§ **提取文本**:
++++++++++
[源码分析] 定时任务调度框架 Quartz 之故障切换

0x00 摘要

之前在 Celery 的故障切换之中[源码解析] 并行分布式框架 Celery 之容错机制，提到了 Quartz 的故障切换策略，我们就顺便看看 Quartz 如何实现。

大家可以互相印证下，看看这些系统之间的异同和精华所在。

0x01 基础概念

1.1 分布式

考虑分布式，大致可以从两个方面考虑：功能方面与存储方面。

从功能方面上看，是集中式管理还是分布式管理？如果是分布式管理，怎么保证节点之间交互协调？
从存储方面上看，是集中存储还是分布式存储？如果是分布式存储，怎么可以保证全部加起来提供一个完整的存储镜像？

对于Quartz来说，功能方面是分布式管理，存储方面是集中存储。

1.1.1 功能方面

一个Quartz集群中的每个节点是一个独立的Quartz应用，每个节点都是独立的，彼此之间不交互，从理论上说，它是完全独立的。

但是为了应对集群，这种完全独立其实就意味着完全不独立，即每个节点都需要完成所有管理功能，每个节点都需要管理着其他的节点。于是变成了人人为我，我为人人。

或者说，绝对的自由就意味着绝对的不自由，看起来是独立的节点，但是其他每个节点都可以管理你。

1.1.2 存储方面

Quartz是采取了集中方式，把所有信息都放在数据库表中，由数据库表统一提供对外的逻辑。

而且，存储也起到了协助管理作用。独立的Quartz节点并不与另一其的节点或是管理节点通信，而是通过相同的数据库表来感知到另一Quartz应用的。我虽然不直接管理你，但是其他所有节点都可以通过数据库来暗自控制你。

1.2 基本概念

需要了解一些Quartz框架的基础概念：

Quartz任务调度的核心元素为：Scheduler——任务调度器、Trigger——触发器、Job——任务。其中trigger和job是任务调度的元数据，scheduler是实际执行调度的控制器。
Trigger 是用于定义调度时间的元素，即按照什么时间规则去执行任务。
Job 用于表示被调度的任务。
Quartz把触发job叫做fire；
Quartz在运行时，会起几类线程，其主要是：一类用于调度job的调度线程（单线程），一类是用于执行job具体业务的工作池；
Quartz自带的表里面，有几张表是和触发job直接相关：
- triggers表。triggers表里记录了某个 trigger 的 PREVFIRETIME（上次触发时间），NEXT_FIRETIME（下一次触发时间），TRIGGERSTATE（当前状态）；
- locks表。Quartz支持分布式，也就是会存在多个线程同时抢占相同资源的情况，而Quartz正是依赖这张表处理这种状况；
- fired_triggers表。记录正在触发的triggers信息；
TRIGGER_STATE，也就是trigger的状态；

1.3 调度线程

Scheduler调度线程主要有两个：执行常规调度的线程，和执行misfiredtrigger的线程。

常规调度线程轮询存储的所有trigger，如果有需要触发的trigger，即到达了下一次触发的时间，则从任务执行线程池获取一个空闲线程，执行与该trigger关联的任务。
Misfire线程是扫描所有的trigger，查看是否有misfiredtrigger，如果有的话根据misfire的策略分别处理（fire now OR wait for the next fire）。
++++++++++
§ **条目**:
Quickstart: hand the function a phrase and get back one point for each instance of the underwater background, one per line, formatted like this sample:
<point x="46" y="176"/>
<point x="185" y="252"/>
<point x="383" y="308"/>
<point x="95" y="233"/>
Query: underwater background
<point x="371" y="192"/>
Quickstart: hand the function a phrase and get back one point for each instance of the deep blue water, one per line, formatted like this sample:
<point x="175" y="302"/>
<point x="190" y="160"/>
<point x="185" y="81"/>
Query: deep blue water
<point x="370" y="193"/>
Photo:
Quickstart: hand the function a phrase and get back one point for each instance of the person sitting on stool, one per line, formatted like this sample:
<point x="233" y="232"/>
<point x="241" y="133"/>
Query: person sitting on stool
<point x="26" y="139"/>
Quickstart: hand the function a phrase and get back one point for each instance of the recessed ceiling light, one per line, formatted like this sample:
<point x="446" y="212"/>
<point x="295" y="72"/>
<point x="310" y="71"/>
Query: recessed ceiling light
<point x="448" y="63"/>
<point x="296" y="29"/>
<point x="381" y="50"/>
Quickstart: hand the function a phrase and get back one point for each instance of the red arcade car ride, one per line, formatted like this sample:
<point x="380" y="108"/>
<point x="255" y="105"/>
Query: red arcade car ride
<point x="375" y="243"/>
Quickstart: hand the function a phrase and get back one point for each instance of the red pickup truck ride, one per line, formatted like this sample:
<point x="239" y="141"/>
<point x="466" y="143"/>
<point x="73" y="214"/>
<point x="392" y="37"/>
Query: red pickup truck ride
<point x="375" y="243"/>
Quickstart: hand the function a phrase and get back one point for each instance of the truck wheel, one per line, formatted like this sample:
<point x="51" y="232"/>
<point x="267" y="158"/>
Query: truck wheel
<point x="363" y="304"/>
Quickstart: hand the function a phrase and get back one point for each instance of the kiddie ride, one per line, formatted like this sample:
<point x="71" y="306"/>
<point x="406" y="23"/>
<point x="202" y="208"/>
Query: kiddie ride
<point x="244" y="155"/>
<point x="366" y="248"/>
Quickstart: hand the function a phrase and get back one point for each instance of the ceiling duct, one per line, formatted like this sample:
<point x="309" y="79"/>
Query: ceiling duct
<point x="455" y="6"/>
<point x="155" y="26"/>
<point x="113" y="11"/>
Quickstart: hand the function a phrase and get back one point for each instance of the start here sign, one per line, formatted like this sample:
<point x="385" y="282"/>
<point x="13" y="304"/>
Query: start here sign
++++++++++
§ **待办任务**:
1 > 请引用 Quartz 故障切换一文中从“而且，存储也起到了协助管理作”起、到“er是实际执行调度的控制器。”为止（含这部分）的原文。
2 > 根据 Quartz 故障切换一文，Quartz 在功能方面和存储方面各采用什么方式？
3 > 请从 Quartz 故障切换一文的最后一句之后接着往下写。
这些条目来自另一个来源。

§ **逐项结果**:
1 >
而且，存储也起到了协助管理作用。独立的Quartz节点并不与另一其的节点或是管理节点通信，而是通过相同的数据库表来感知到另一Quartz应用的。我虽然不直接管理你，但是其他所有节点都可以通过数据库来暗自控制你。

1.2 基本概念

需要了解一些Quartz框架的基础概念：

Quartz任务调度的核心元素为：Scheduler——任务调度器、Trigger——触发器、Job——任务。其中trigger和job是任务调度的元数据，scheduler是实际执行调度的控制器。

2 > 功能方面是分布式管理，存储方面是集中存储。

3 >
0x02 故障切换

Quartz在集群模式下通过故障切换和任务负载均衡来实现任务的高可用（HA High Available）和伸缩性。

Quartz是基于调度记录表对应调度记录存在的情况下保证高可用。

从本质上来说，集群上每一个节点通过共享同一个数据库来工作（Quartz通过启动两个维护线程来维护数据库状态实现集群管理，一个是检测节点状态线程，一个是恢复任务线程）。
Quartz集群中的多个节点是不会同时工作的，只有一个节点是处于工作状态，其他节点属于待命状态，只有当工作节点挂了，其他节点中的一个才会自动升级为工作节点。
故障切换的发生是在当一个节点正在执行一个或者多个任务失败的时候。当一个节点失败了，其他的节点会检测到并且标识在失败节点上正在进行的数据库中的任务。
任何被标记为可恢复（任务详细信息的"requests recovery"属性）的任务都会被其他的节点重新执行。没有标记可恢复的任务只会被释放出来，将会在下次相关触发器触发时执行。

因此，我们下面的思考重点就是：

如何发现故障节点；
如何转移失效任务；

0x03 总体思路

Fail-Over机制工作在集群环境中，执行recovery工作的线程类叫做ClusterManager，该线程类同样是在调度器初始化时就开启运行了。

这个线程类在运行期间每15s进行一次check in操作，所谓check in，就是在数据库的QRTZ2_SCHEDULER_STATE表中更新该调度器对应的LAST_CHECKIN_TIME字段为当前时间，并且查看其他调度器实例的该字段有没有发生停止更新的情况。

当其中一个节点在执行一个或多个作业期间失败时发生故障切换（Fail Over）。当节点出现故障时，其他节点会检测到该状况并识别数据库中在故障节点内正在进行的作业。

如果检查到有调度器的check in time比当前时间要早约15s（视具体的执行预配置情况而定），那么就判定该调度实例需要recover，随后会启动该调度器的recovery机制，获取目标调度器实例正在触发的trigger，并针对每一个trigger临时添加一个对应的仅执行一次的simpletrigger。

等到调度流程扫描trigger时，这些trigger会被触发，这样就成功的把这些未完整执行的调度以一种特殊trigger的形式纳入了普通的调度流程中，只要调度流程在正常运行，这些被recover的trigger就会很快被触发并执行。

0x04 如何发现故障节点

对于故障节点的发现，大多都是使用定期心跳来检测。

一般来说，有两种，就是推拉模型。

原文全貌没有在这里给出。